# Document section start

Take A Shortcut Back: Mitigating the Gradient Vanishing for Training Spiking Neural Networks

Thanks for your efforts in reviewing our paper and your recognition of our novel method, notable results, and good writing. The response to your questions is given piece by piece as follows.

W1: The author should add more mathematical proof to demonstrate that the mentioned residual structure in SNN is not very effective? The introduction of shortcut branches might add complexity to the network architecture, which could affect the interpretability of the model.

# Document section end
# Dataset section start

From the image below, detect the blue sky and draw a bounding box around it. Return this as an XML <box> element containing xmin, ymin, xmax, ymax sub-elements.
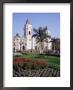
<box><xmin>13</xmin><ymin>13</ymin><xmax>60</xmax><ymax>38</ymax></box>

# Dataset section end

Things to do:
1. According to the reply to the spiking neural network review, what might the introduction of shortcut branches add to the network architecture?
2. From the reply to the spiking neural network review, return the span from "W1: The author" up to and including "of the model.".

Solutions to the problems:
1. Complexity, which could affect the interpretability of the model.

2.
W1: The author should add more mathematical proof to demonstrate that the mentioned residual structure in SNN is not very effective? The introduction of shortcut branches might add complexity to the network architecture, which could affect the interpretability of the model.